Task to carry out >> Could you write out every entry exactly as it stands?

## begin Rows

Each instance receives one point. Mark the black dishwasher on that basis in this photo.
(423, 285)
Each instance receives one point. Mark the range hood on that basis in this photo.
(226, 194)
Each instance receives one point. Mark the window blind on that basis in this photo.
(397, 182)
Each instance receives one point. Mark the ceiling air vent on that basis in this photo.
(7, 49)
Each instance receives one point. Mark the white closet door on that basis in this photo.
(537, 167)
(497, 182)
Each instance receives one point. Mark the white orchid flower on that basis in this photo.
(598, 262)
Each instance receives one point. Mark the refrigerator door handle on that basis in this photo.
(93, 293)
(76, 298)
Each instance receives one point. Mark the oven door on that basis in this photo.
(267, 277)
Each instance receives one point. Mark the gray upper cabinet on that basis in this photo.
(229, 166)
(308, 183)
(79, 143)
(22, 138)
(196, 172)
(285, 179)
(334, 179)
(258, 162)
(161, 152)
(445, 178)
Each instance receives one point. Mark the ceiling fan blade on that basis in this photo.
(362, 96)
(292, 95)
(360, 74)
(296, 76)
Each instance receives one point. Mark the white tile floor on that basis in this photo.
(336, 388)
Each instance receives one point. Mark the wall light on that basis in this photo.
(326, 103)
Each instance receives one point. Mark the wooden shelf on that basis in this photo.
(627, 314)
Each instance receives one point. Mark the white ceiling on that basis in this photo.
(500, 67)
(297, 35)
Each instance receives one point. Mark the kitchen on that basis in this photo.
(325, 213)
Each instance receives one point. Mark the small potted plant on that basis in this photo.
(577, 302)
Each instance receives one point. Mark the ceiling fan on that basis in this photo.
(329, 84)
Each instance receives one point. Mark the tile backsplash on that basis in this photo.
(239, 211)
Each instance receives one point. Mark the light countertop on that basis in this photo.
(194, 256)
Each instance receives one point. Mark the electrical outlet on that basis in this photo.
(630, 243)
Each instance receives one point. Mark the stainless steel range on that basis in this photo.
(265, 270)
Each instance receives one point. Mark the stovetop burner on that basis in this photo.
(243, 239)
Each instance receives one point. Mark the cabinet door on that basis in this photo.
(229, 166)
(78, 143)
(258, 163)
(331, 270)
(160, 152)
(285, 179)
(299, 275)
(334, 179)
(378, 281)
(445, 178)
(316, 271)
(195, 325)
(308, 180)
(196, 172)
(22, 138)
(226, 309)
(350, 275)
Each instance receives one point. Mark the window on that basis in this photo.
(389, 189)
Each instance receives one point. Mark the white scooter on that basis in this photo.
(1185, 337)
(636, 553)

## end Rows

Correct response >>
Each instance receives one point. Mark the black dishwasher on that basis in this photo.
(423, 285)
Each instance receives one point. Mark the range hood on that basis in this photo.
(226, 194)
Each instance receives one point. Mark the window blind on that basis in this photo.
(397, 182)
Each instance receives one point. Mark the ceiling air vent on that basis in this photo.
(7, 49)
Each instance receives one point. Mark the white closet door on that basis in this photo.
(537, 167)
(497, 182)
Each instance receives one point. Mark the white orchid flower on that basis in this photo.
(598, 262)
Each instance receives one point. Mark the refrigerator door handle on that basis in this photo.
(93, 293)
(76, 298)
Each instance receives one point. Mark the oven door on that basis in this photo.
(267, 277)
Each instance receives one point. Mark the gray upper cabinet on that basis in this photo.
(229, 166)
(308, 183)
(79, 143)
(22, 138)
(196, 172)
(285, 179)
(334, 179)
(258, 162)
(161, 152)
(445, 178)
Each instance receives one point. Mark the ceiling fan blade on that basis in this photo.
(362, 96)
(292, 95)
(360, 74)
(296, 76)
Each instance receives one point. Mark the white tile floor on that basis in this photo.
(336, 388)
Each instance receives one point. Mark the wall light on that basis in this photo.
(326, 103)
Each instance receives one point. Mark the wooden shelf on that basis in this photo.
(627, 314)
Each instance receives one point. Mark the white ceiling on that basis in this photo.
(500, 67)
(297, 35)
Each instance receives one point. Mark the kitchen on that basis in this photo.
(325, 213)
Each instance receives one point. Mark the small potted plant on that basis in this photo.
(577, 302)
Each instance receives one point. Mark the ceiling fan on that basis in this photo.
(329, 84)
Each instance receives one point. Mark the tile backsplash on that basis in this photo.
(239, 211)
Each instance receives one point. Mark the light countertop on that basis in this photo.
(194, 256)
Each instance receives one point. Mark the electrical outlet on that basis in this photo.
(630, 243)
Each instance receives one point. Mark the stainless steel range on that basis in this photo.
(265, 270)
Each instance receives one point. Mark the stovetop burner on that basis in this photo.
(243, 239)
Each instance receives one point. Mark the cabinet door on that basis in this photo.
(229, 166)
(78, 143)
(258, 163)
(331, 270)
(160, 152)
(285, 179)
(299, 275)
(334, 179)
(378, 281)
(445, 178)
(316, 271)
(195, 325)
(308, 180)
(196, 172)
(22, 138)
(226, 309)
(350, 275)
Each instance receives one point. Mark the window on that basis in this photo.
(389, 189)
Each instance receives one point. Mark the white scooter on that basis in this photo.
(1185, 337)
(636, 553)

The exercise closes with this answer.